### GIVEN EXERCISE
Pick up the code review reply about the ovn-controller restart macro right after its last line and keep it going.

### QUOTED PASSAGE
Begin
Mark Michelson June 6, 2024, 8:58 p.m. UTC | #1
Hi Xavier,

This is the only patch in the series for which I have a recommendation. 
The rest all look good to me.

On 6/4/24 09:10, Xavier Simonart wrote:
> In some rare cases, and despite "recent" changes to wait for cleanup
> before replying to exit, ovn-controller was still running when trying
> to restart it.
> 
> Signed-off-by: Xavier Simonart <xsimonar@redhat.com>
> ---
>   tests/ovn-macros.at |  9 +++++++++
>   tests/ovn.at        | 17 ++++++-----------
>   2 files changed, 15 insertions(+), 11 deletions(-)
> 
> diff --git a/tests/ovn-macros.at b/tests/ovn-macros.at
> index 47ada5c70..71a46db8b 100644
> --- a/tests/ovn-macros.at
> +++ b/tests/ovn-macros.at
> @@ -1107,6 +1107,15 @@ m4_define([OVN_CHECK_SCAPY_EDNS_CLIENT_SUBNET_SUPPORT],
>       AT_SKIP_IF([! echo "from scapy.layers.dns import EDNS0ClientSubnet" | python 2>&1 > /dev/null])
>   ])
>   
> +m4_define([OVN_CONTROLLER_EXIT_RESTART],

I think this should just be called "OVN_CONTROLLER_RESTART". The goal is 
to restart ovn-controller, so I think the simpler name makes sense. It's 
true that we are using an "exit" command for ovn-appctl, but that is 
more of an implementation detail than anything else.

> +  [TMPPID=$(cat $1/ovn-controller.pid)
> +   AT_CHECK([as $1 ovn-appctl -t ovn-controller exit --restart])
> +   # Make sure ovn-controller stopped so that a future restart will not fail.
> +   # Checking debug/status is running is not enough as there might be a small race condition.
> +   echo "Waiting for pid $TMPPID"
> +   OVS_WAIT_WHILE([kill -0 $TMPPID 2>/dev/null])
> +])
> +
>   m4_define([OFTABLE_PHY_TO_LOG], [0])
>   m4_define([OFTABLE_LOG_INGRESS_PIPELINE], [8])
>   m4_define([OFTABLE_OUTPUT_LARGE_PKT_DETECT], [37])
> diff --git a/tests/ovn.at b/tests/ovn.at
> index 2dd0dfd2e..8fa26c192 100644
> --- a/tests/ovn.at
> +++ b/tests/ovn.at
> @@ -20615,7 +20615,7 @@ echo $expected | ovstest test-ovn expr-to-packets > expected
>   OVN_CHECK_PACKETS([hv2/vif1-tx.pcap], [expected])
>   
>   # Stop ovn-controller on hv2 with --restart flag
> -as hv2 ovs-appctl -t ovn-controller exit --restart
> +OVN_CONTROLLER_EXIT_RESTART([hv2])
>   
>   # Now send the packet again. This time, it should still arrive
>   OVS_WAIT_UNTIL([as hv1 ovs-appctl -t ovn-controller inject-pkt "$packet"])
End
### GIVEN MATERIAL
Begin
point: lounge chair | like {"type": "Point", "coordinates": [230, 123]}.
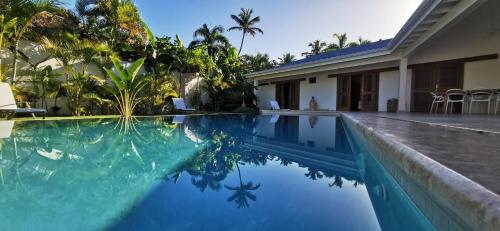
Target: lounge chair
End
### RESULT
> @@ -29316,7 +29316,7 @@ check test "$hvt2" -gt 0
>   # Kill ovn-controller on chassis hv3, so that it won't update nb_cfg.
>   # Then wait for 9 out of 10
>   sleep 1
> -check as hv3 ovn-appctl -t ovn-controller exit --restart
> +OVN_CONTROLLER_EXIT_RESTART([hv3])
>   wait_for_ports_up
>   ovn-nbctl --wait=sb sync
>   wait_row_count Chassis_Private 9 name!=hv3 nb_cfg=2
> @@ -36252,7 +36252,7 @@ check_tunnel_port hv1 br-int hv2@192.168.0.2%192.168.0.1
>   check_tunnel_port hv2 br-int hv1@192.168.0.1%192.168.0.2
>   
>   # Stop ovn-controller on hv1
> -check as hv1 ovn-appctl -t ovn-controller exit --restart
> +OVN_CONTROLLER_EXIT_RESTART([hv1])
>   
>   # The tunnel should remain intact
>   check_tunnel_port hv1 br-int hv2@192.168.0.2%192.168.0.1
> @@ -36281,7 +36281,7 @@ check_tunnel_port hv2 br-int1 hv1@192.168.0.1%192.168.0.2
>   check grep -q "Clearing old tunnel port \"ovn-hv1-0\" (hv1@192.168.0.1%192.168.0.2) from bridge \"br-int\"" hv2/ovn-controller.log
>   
>   # Stop ovn-controller on hv1
> -check as hv1 ovn-appctl -t ovn-controller exit --restart
> +OVN_CONTROLLER_EXIT_RESTART([hv1])
>   
>   # The tunnel should remain intact
>   check_tunnel_port hv1 br-int1 hv2@192.168.0.2%192.168.0.1
> @@ -36371,10 +36371,7 @@ prev_id2=$(ovs-vsctl --bare --columns _uuid find port external_ids:ovn-chassis-i
>   # The hv2 is running we can remove the override file
>   rm -f ${OVN_SYSCONFDIR}/system-id-override
>   
> -check ovn-appctl -t ovn-controller exit --restart
> -
> -# Make sure ovn-controller stopped before restarting it
> -OVS_WAIT_UNTIL([test x$(ovn-appctl -t ovn-controller debug/status) != "xrunning"])
> +OVN_CONTROLLER_EXIT_RESTART([hv1])
>   
>   # for some reason SSL ovsdb configuration overrides CLI, so
>   # delete ssl config from ovsdb to give CLI arguments priority
> @@ -37086,9 +37083,7 @@ AT_CHECK([grep -c "NXT_CT_FLUSH_ZONE" hv1/ovs-vswitchd.log], [0], [dnl
>   ])
>   
>   AS_BOX([Check conversion from UUID - restart])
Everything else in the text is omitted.